____ Selected extract
This may have something to do with setting the entry point method. Currently, it's set to the enclosing method, i.e., the method obtaining a stream from the Stream API. I'm unsure if that is correct.

khatchad commented 6 years ago

Another option would be to stick with the intraprocedural analysis (limit it only to the current method) but somehow not fail when the stream "escapes" the current method. Escape analysis may be useful. WALA also supports (seemingly) escape analysis (http://wala.sourceforge.net/javadocs/trunk/com/ibm/wala/escape/package-summary.html).

khatchad commented 6 years ago

Doesn't seem related to the lack of a correct entry point.

khatchad commented 6 years ago

Related to #100

khatchad commented 6 years ago

Currently, we cannot tell when either there is no terminal operation or the method just ends. It might have something to do with just analyzing the declaring method for terminal operations. We probably have to be smarter.

In fact, I am wondering if other attributes, like execution mode, span multiple methods.

If we must lose track on the stream once it leaves the method, we can use escape analysis to figure out when that happens and fail with a special precondition. That way, we can distinguish the situations.

yiming-tang-cs commented 6 years ago

We have 2 options to fix this problem.

Op1. Fix it and let the test cases pass. This is my aim. I divide my tasks into 2 parts. Firstly, I use Escape analysis to find which method has a reference that will escape. Then, if I find the method, I let the project ignore the process of requiring terminal operations.

OP2. Fail the test cases with a suitable reason. The users should know the failing reason is that a stream is returned from a method instead of requiring a terminal operation. We need to use Escape analysis to check whether the method has a reference that will escape and if yes, throw an exception.
________
# Requirements:
Repeat word for word the passage of the stream-analysis thread from "If we must lose" to "requiring terminal operations.".
____ Data shown
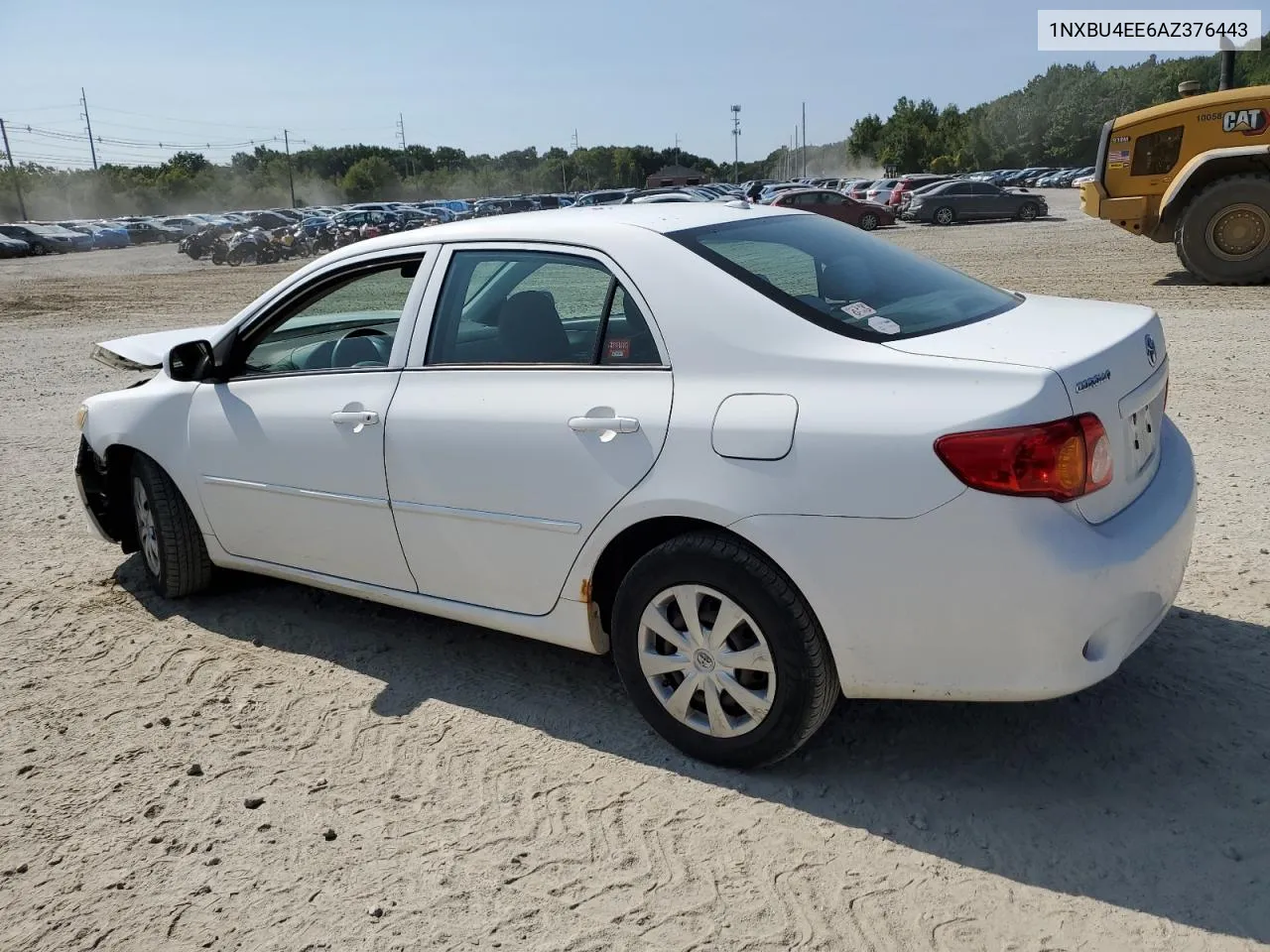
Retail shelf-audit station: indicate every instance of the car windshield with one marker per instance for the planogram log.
(842, 278)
________
# The result:
If we must lose track on the stream once it leaves the method, we can use escape analysis to figure out when that happens and fail with a special precondition. That way, we can distinguish the situations.

yiming-tang-cs commented 6 years ago

We have 2 options to fix this problem.

Op1. Fix it and let the test cases pass. This is my aim. I divide my tasks into 2 parts. Firstly, I use Escape analysis to find which method has a reference that will escape. Then, if I find the method, I let the project ignore the process of requiring terminal operations.